Object location annotation data
☆ ☆ ☆ ☆ ☆

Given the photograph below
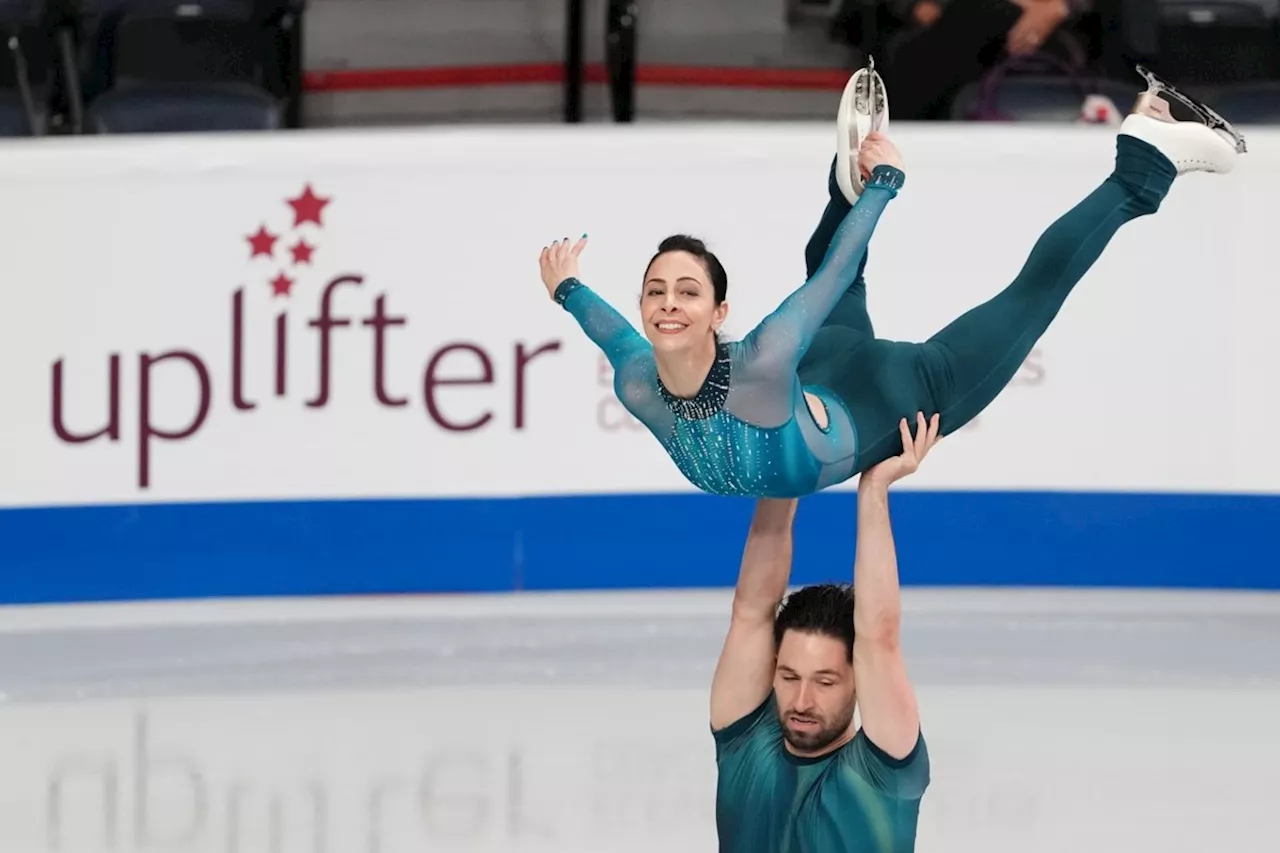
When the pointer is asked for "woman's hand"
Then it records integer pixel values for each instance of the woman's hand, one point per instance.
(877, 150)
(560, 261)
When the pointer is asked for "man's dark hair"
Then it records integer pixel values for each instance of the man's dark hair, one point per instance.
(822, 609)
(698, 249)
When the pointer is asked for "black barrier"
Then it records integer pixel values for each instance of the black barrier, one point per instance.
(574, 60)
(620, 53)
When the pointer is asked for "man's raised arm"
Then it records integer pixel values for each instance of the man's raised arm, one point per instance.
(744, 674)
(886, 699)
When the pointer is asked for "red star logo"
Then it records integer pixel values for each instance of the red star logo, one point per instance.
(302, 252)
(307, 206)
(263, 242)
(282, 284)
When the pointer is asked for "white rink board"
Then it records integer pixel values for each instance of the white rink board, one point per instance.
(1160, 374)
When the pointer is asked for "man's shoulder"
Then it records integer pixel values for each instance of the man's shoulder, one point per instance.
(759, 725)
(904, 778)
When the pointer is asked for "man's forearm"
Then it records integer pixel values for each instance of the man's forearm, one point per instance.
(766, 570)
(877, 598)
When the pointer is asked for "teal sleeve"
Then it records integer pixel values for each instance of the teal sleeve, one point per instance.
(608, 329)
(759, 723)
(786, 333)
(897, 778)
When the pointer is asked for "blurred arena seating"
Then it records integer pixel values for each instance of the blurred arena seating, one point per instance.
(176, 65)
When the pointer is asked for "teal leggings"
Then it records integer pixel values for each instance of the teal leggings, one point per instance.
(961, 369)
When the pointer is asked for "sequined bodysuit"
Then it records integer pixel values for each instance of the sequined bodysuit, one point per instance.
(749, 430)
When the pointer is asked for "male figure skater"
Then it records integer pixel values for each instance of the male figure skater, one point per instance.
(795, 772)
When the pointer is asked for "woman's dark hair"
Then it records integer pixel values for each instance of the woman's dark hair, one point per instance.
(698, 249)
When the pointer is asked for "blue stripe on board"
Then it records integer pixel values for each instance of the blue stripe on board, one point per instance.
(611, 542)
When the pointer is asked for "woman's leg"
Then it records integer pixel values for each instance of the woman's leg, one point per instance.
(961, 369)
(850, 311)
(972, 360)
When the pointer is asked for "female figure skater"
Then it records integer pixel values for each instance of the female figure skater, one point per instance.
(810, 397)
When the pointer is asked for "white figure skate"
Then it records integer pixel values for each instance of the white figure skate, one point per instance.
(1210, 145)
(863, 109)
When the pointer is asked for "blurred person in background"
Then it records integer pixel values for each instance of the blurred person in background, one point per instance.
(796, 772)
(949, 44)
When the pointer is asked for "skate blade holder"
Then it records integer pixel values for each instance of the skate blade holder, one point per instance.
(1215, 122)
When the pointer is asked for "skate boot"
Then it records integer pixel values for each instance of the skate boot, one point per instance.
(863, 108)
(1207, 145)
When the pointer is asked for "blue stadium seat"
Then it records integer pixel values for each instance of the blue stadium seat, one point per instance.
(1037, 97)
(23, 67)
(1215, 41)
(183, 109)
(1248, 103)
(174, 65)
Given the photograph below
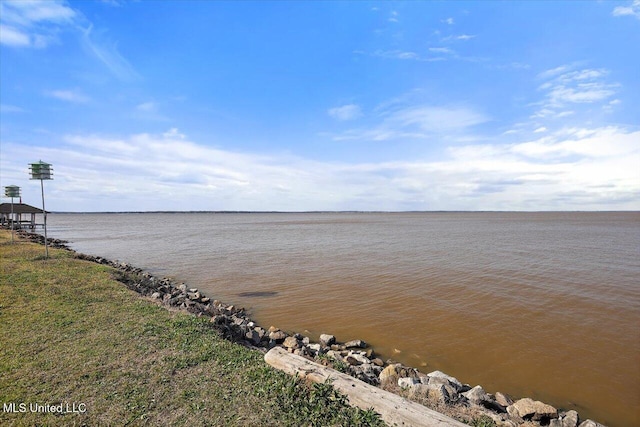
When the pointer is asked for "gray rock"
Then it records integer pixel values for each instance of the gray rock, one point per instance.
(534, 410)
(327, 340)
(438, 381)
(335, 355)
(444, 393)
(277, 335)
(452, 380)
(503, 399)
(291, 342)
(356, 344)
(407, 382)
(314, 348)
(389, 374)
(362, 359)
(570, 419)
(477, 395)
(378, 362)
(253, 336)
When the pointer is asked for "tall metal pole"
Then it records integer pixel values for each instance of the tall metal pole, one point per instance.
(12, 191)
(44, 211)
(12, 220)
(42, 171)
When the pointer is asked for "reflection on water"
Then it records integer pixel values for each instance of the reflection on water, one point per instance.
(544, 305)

☆ ☆ ☆ ☆ ☆

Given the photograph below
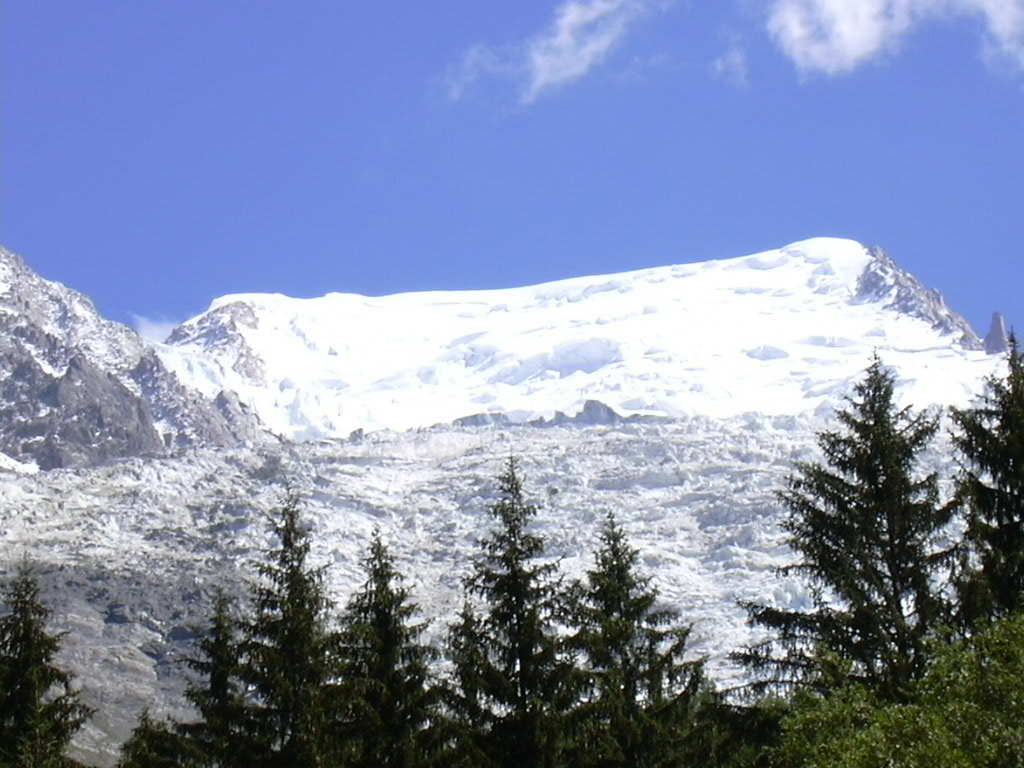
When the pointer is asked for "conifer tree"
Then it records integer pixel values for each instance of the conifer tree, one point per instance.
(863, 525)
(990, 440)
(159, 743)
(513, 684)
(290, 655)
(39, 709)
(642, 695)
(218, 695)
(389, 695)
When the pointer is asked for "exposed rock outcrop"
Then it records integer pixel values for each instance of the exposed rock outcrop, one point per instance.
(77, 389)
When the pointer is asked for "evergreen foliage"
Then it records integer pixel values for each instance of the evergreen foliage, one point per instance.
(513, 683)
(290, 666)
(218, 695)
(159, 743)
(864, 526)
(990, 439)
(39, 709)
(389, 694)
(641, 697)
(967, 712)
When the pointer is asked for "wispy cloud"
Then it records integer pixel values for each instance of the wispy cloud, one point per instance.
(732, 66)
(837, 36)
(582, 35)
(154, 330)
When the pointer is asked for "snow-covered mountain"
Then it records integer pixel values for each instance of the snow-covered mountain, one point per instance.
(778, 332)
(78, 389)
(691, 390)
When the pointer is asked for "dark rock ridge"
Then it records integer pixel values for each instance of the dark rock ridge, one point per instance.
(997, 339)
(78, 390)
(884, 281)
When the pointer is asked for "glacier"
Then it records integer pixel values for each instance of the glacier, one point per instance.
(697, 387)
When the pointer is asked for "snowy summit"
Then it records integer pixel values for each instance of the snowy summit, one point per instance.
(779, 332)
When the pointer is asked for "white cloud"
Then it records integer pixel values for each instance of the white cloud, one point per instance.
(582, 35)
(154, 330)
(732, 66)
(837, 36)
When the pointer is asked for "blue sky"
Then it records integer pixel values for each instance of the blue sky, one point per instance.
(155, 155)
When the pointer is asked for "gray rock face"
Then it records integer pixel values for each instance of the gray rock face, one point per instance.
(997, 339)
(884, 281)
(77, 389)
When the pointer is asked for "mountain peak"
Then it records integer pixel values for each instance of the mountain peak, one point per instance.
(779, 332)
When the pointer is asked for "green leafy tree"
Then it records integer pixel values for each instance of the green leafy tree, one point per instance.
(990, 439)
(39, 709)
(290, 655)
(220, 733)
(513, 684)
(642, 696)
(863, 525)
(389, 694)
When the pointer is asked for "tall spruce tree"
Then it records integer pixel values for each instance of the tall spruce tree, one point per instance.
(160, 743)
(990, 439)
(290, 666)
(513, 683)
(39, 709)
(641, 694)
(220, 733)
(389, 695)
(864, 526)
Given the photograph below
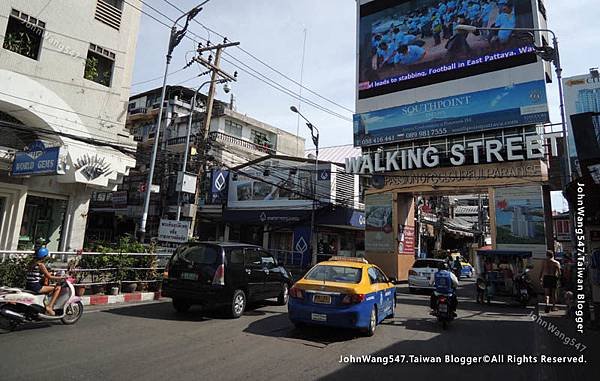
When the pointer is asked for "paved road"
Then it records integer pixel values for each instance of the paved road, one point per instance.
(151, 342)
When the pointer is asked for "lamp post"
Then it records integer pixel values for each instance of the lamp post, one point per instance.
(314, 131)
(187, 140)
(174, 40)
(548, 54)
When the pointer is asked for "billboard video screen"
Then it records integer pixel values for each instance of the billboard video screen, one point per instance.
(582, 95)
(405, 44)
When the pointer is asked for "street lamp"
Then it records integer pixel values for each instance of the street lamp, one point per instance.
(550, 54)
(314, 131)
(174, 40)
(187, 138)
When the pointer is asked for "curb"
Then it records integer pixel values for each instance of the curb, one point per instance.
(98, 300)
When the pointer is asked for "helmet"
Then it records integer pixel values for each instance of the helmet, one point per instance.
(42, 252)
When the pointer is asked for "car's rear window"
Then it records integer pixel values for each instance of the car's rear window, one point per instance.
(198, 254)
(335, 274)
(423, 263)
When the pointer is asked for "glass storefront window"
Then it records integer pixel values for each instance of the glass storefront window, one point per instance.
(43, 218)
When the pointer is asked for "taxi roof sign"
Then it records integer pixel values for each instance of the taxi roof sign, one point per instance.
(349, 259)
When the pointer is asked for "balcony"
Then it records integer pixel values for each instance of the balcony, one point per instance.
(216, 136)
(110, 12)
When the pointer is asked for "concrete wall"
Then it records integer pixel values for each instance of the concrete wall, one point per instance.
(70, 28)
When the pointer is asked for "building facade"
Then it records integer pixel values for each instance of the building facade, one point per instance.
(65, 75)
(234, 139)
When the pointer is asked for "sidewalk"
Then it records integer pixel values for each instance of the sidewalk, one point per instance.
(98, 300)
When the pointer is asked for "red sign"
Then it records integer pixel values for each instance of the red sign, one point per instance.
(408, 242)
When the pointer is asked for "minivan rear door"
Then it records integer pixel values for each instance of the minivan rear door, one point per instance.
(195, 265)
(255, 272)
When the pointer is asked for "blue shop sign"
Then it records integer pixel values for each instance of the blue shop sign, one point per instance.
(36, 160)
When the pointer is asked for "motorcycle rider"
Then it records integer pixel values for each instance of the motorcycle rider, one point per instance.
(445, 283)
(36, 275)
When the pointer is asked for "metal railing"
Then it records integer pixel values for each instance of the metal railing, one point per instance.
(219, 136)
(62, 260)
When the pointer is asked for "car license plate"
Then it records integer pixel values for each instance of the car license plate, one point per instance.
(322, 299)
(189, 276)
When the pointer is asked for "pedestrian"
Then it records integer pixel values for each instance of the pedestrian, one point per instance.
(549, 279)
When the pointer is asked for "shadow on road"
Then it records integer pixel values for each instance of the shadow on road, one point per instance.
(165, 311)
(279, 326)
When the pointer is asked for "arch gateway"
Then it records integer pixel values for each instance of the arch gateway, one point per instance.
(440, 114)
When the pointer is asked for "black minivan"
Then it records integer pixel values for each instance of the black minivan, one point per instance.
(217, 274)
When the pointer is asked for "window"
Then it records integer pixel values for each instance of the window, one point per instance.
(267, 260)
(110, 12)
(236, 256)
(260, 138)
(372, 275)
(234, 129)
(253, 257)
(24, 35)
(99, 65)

☆ ☆ ☆ ☆ ☆

TASK INSTRUCTIONS
Count the lines in the material above that contain the word "holder". Reply with the number alone.

ANSWER
2